### What this task involves
Images don't belong in the copy. Output the rest of the data exactly.

Stored items:
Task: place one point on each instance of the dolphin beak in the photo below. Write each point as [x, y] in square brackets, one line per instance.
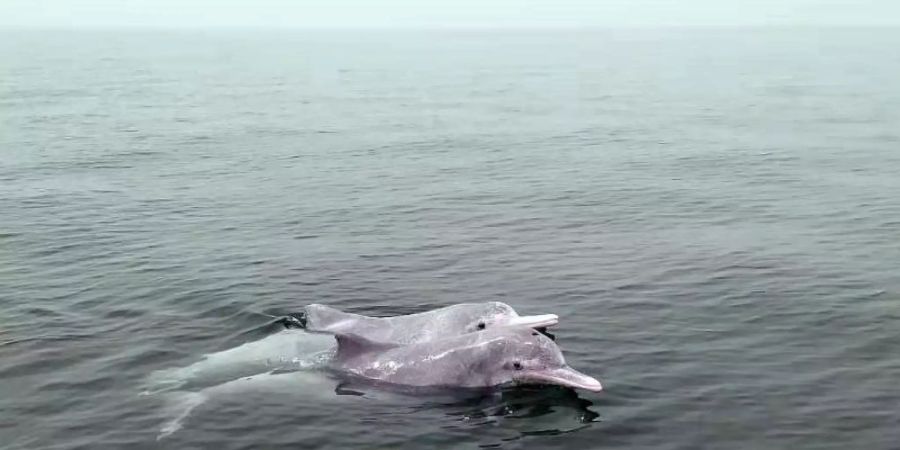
[543, 320]
[563, 376]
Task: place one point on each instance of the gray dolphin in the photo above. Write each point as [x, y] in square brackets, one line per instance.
[491, 358]
[439, 323]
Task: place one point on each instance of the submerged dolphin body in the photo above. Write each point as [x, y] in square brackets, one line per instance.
[494, 357]
[440, 323]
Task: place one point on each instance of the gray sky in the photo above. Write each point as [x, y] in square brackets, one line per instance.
[445, 13]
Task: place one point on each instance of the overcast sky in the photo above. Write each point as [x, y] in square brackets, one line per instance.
[445, 13]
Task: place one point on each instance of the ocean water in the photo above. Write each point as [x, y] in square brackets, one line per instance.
[714, 214]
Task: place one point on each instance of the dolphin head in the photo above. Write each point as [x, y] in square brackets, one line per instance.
[484, 316]
[522, 355]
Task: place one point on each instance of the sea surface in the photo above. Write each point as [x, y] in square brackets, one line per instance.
[714, 214]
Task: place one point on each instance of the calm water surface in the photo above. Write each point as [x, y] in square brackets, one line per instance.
[714, 214]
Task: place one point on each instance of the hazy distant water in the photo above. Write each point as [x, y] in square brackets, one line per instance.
[714, 214]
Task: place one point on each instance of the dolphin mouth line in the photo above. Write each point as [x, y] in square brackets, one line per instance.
[543, 320]
[564, 376]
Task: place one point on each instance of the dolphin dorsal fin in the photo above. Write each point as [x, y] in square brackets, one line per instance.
[350, 345]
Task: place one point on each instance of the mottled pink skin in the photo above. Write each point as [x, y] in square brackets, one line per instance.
[440, 323]
[493, 357]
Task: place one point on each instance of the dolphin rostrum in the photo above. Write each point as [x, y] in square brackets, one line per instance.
[494, 357]
[439, 323]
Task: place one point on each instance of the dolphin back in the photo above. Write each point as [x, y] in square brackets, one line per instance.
[325, 319]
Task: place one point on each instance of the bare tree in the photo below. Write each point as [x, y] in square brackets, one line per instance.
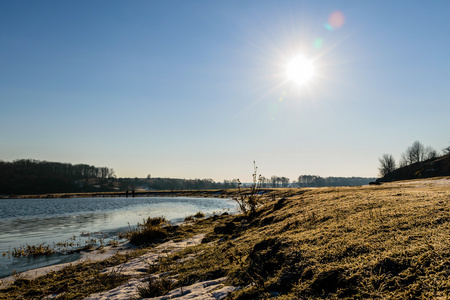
[431, 153]
[387, 164]
[446, 150]
[413, 154]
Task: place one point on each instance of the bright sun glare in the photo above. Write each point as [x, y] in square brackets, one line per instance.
[300, 70]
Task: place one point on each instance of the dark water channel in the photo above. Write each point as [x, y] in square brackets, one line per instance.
[50, 221]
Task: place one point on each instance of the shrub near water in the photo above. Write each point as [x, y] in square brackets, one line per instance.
[149, 231]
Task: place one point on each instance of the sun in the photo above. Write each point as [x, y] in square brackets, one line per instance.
[300, 70]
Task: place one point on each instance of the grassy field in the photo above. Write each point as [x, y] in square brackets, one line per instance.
[389, 241]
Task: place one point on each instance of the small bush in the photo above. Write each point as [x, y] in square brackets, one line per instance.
[199, 215]
[148, 232]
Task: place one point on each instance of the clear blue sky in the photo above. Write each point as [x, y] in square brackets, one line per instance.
[197, 89]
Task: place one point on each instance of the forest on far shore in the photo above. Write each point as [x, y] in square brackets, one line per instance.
[29, 176]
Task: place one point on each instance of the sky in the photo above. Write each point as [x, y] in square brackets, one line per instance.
[198, 89]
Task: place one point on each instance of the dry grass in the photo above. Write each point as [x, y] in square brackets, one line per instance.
[389, 241]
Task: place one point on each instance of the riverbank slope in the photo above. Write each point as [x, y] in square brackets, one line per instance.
[387, 241]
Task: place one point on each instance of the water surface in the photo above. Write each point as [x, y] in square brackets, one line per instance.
[36, 221]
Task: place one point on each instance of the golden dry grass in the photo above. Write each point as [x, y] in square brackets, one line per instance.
[390, 241]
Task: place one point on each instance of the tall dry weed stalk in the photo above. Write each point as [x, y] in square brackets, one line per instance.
[248, 202]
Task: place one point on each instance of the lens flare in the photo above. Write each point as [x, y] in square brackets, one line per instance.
[300, 70]
[335, 20]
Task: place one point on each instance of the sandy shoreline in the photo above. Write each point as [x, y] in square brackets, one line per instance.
[137, 269]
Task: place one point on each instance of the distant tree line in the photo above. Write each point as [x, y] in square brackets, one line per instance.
[317, 181]
[415, 153]
[173, 184]
[29, 176]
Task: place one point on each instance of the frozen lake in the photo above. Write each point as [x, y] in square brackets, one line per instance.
[37, 221]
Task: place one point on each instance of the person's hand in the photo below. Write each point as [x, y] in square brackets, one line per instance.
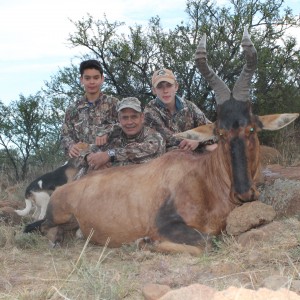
[211, 147]
[101, 140]
[98, 160]
[189, 145]
[74, 151]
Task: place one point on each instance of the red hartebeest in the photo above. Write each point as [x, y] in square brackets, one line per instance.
[180, 197]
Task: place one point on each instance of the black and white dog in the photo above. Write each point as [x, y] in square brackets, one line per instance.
[38, 191]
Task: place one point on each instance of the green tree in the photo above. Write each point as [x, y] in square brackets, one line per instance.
[28, 134]
[130, 55]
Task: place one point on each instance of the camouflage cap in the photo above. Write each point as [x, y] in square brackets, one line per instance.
[130, 102]
[163, 75]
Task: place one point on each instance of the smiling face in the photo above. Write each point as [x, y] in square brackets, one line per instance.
[166, 92]
[92, 81]
[131, 121]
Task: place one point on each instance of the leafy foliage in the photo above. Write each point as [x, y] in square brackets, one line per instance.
[129, 56]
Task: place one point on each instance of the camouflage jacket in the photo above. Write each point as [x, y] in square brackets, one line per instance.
[84, 121]
[187, 116]
[147, 145]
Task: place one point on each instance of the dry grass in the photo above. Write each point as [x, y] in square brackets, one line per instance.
[30, 269]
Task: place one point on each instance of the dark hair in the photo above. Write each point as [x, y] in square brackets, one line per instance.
[90, 64]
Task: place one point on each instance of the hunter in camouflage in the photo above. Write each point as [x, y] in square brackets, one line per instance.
[92, 115]
[170, 114]
[85, 120]
[129, 142]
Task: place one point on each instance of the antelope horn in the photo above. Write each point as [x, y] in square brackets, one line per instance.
[221, 90]
[241, 90]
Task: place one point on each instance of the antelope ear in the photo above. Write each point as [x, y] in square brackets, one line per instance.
[202, 133]
[278, 121]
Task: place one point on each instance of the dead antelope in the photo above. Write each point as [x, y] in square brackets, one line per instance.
[181, 197]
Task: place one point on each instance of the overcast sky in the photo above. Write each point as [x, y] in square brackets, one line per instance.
[33, 43]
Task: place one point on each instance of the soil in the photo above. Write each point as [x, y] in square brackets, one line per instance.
[32, 269]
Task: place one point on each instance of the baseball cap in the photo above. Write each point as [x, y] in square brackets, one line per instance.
[130, 102]
[163, 75]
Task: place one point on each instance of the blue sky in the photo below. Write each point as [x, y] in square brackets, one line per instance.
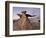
[33, 11]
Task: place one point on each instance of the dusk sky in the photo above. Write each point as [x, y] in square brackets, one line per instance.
[31, 11]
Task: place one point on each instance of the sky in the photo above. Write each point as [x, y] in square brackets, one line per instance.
[31, 11]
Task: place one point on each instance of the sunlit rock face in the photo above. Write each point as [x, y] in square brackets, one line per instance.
[24, 23]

### Output for this exercise
Task: place one point on each instance of the dolphin beak in the photo below. Write each point as [x, y] in square brackets, one line per instance.
[543, 320]
[563, 376]
Task: place one point on each instance of the gray dolphin in the photo above. Write each point as [x, y] in square brackets, one line per instance.
[491, 358]
[439, 323]
Task: place one point on each instance of the submerged dolphin body in the photo above. Write each point as [x, y] in square brackets, one line per instance.
[494, 357]
[440, 323]
Task: place one point on each instance of the gray sky in the photo above. Write each point as [x, y] in square brackets, one line per instance.
[445, 13]
Task: place one point on each instance of the overcast sky in the photo above. Write each point as [x, y] in square brackets, one line per instance.
[445, 13]
Task: place one point on each instance of the ocean water in the photo above. Write each point as [x, y] in square brackets, one line per instance.
[714, 214]
Task: place one point on each instance of the dolphin head in the photo above. Write each point as [x, y] in square brackets, one line per instance.
[484, 316]
[522, 355]
Task: place one point on each instance of the sea surface in the photo above. Write each point as [x, y] in square brackets, one line per instance.
[714, 214]
Task: place one point on each instance of the calm water surface in the photo above. Write each point as [x, y] in square brackets, one line per instance.
[714, 214]
Task: place one point on each instance of the hazy distant water in the photo above. Write each point as [x, y] in square brackets, one line per instance.
[714, 214]
Task: place one point on each instance of the dolphin mouth line in the photo above. Write each point as [x, y] in square brackets, one line per instance.
[543, 320]
[564, 376]
Task: place one point on each instance of the dolphin dorsal fin in the photo above. Write each point as [x, y] in square brackets, one line per instance.
[350, 345]
Task: place one point on each instance of the mottled pink skin in the photo above. Write each point as [x, y] in square brackets, one line per instance.
[440, 323]
[493, 357]
Task: place one point on each instance of the dolphin rostrum in the photo above. Write each point as [x, y] in square brackets, one line per instance.
[494, 357]
[439, 323]
Task: place one point on each instance of the dolphin back in the photo above. Write each point as [x, y] in square brackets, one line per instance.
[325, 319]
Task: place one point on each instance of the bare tree in the photo below. Write each point as [x, y] in square brackets, one line per instance.
[431, 153]
[387, 164]
[446, 150]
[413, 154]
Task: place one point on each instance of the bright sun glare in the photo above. Write each point as [x, y] in square brackets, one line per instance.
[300, 70]
Task: place one point on each instance of the dark water channel in the photo above. Write each point as [x, y] in square brackets, one line per instance.
[50, 221]
Task: place one point on each instance of the shrub near water in the photo above. Write each point as [x, y] in square brackets, one line per instance.
[149, 231]
Task: place one point on each instance of the sun in the photo above. Write each point as [x, y] in square brackets, one line per instance.
[300, 70]
Task: place one point on each instance of the grassy field in the photo above. Write each point as [x, y] in square brackets, one line per instance.
[389, 241]
Task: place one point on each instance of the small bush in the photo above. Write each point as [x, y] in square brackets, one line per instance.
[199, 215]
[148, 232]
Task: place one point on each instance of the clear blue sky in the photo above. Write each point as [x, y] in square brackets, one line per instance.
[197, 89]
Task: place one point on each instance of the forest on far shore in the photo above. Write each point as [x, y] in square brackets, one line per instance.
[29, 176]
Task: place one point on each instance of the sky in the photo above. Write each point as [x, y] in square brackets, one line per instance.
[198, 89]
Task: place one point on each instance of the dry grass in the photo above. Write each point as [x, y] in square brackets, one line per instance.
[389, 241]
Task: place one point on each instance of the riverbank slope in the photo above. Write each point as [x, y] in square brackets, one line per instance.
[387, 241]
Task: place one point on each instance of the water surface in the photo above. Write each point as [x, y] in square brackets, one line per instance.
[36, 221]
Task: place one point on each instance of the golden dry grass in the photo above. Write each point as [x, y] in square brackets, one line per instance.
[390, 241]
Task: place one point on each instance of the tall dry weed stalk in the photo above. Write each point as [x, y] in square brackets, one line per instance.
[248, 202]
Task: place one point on each instance of the lens flare in the photo above. Write each point as [x, y] in square brackets, one line per instance.
[300, 70]
[335, 20]
Task: place one point on each instance of the sandy shoreline in the photo above. Write each point as [x, y] in square brackets, one line per instance.
[137, 269]
Task: place one point on each instance of the distant tree line in the photo above. Write each point as [x, y] in square brackets, one line per instance.
[317, 181]
[415, 153]
[173, 184]
[29, 176]
Task: place one point on each instance of the frozen lake in the photo above. Write each point as [x, y] in square brackets, one line per instance.
[37, 221]
Task: place one point on each instance of the person's hand in the photo below. Write each point as [x, y] in square brackets, one line per instance.
[211, 147]
[101, 140]
[98, 160]
[189, 145]
[74, 151]
Task: place one point on each instance of the red hartebeest in the photo above. Write each point as [x, y] in square brackets, one line per instance.
[180, 197]
Task: place one point on each instance of the black and white dog in the photo above. Write each point as [x, y] in square brackets, one line per instance.
[38, 191]
Task: place one point on each instance of the green tree in the photo above. Write each point as [x, y] in square brackets, one line per instance.
[28, 134]
[130, 55]
Task: place one point on each instance of the camouflage cap in the photo above. Write each point as [x, y] in square brackets, one line per instance.
[130, 102]
[163, 75]
Task: place one point on each instance of the smiling face in the photo above. Write each point as [x, y] in square brackets, one line per instance.
[166, 92]
[92, 81]
[131, 121]
Task: place one point on each instance of the leafy foliage in the photo above. Write each point as [x, y] in square brackets, one line per instance.
[129, 56]
Task: place one point on each instance of the camouflage jacket in the photo above. Write each point as [x, y] in square brackets, one line per instance.
[84, 121]
[187, 116]
[147, 145]
Task: place one point on each instance of the dry grass in the photo above. Write each point as [x, y] in square brackets, one line per instance.
[30, 269]
Task: place one point on each instance of the dark hair in the photo above. Write each point as [x, y] in square brackets, one line per instance.
[90, 64]
Task: place one point on each instance of the hunter in camouflage in the photo above. Write each point as [x, y] in square brackets, one line per instance.
[92, 115]
[170, 114]
[85, 120]
[129, 142]
Task: place one point on each instance of the antelope horn in the photo above. Write each point as [x, y] in square brackets, one line per instance.
[221, 90]
[241, 90]
Task: place one point on each instance of the antelope ear in the photo above. Write each point as [x, y] in square brackets, one line per instance.
[202, 133]
[278, 121]
Task: place one point on each instance of the dead antelope in the photo above. Write each point as [x, y] in square brackets, one line per instance.
[181, 197]
Task: place one point on each instance of the overcast sky in the photo above. Write each point as [x, y] in square brackets, one line per instance.
[33, 43]
Task: place one point on each instance of the soil in the photo above. Write each point as [x, y] in square brackets, one line per instance.
[32, 269]
Task: place one point on each instance of the baseball cap in the photo above. Write each point as [x, y] in square brackets, one line per instance.
[130, 102]
[163, 75]
Task: place one point on each instance of the blue sky in the photo below. Write each point as [x, y] in square brackets, one line per instance.
[33, 11]
Task: place one point on each instance of the dusk sky in the photo above. Write each point as [x, y] in square brackets, one line per instance.
[31, 11]
Task: place one point on each instance of the sky in the photo above. Write each point as [x, y] in square brackets, one line per instance.
[31, 11]
Task: place one point on each instance of the sunlit rock face in the photo above. Write each point as [x, y] in square brackets, one line per instance.
[24, 23]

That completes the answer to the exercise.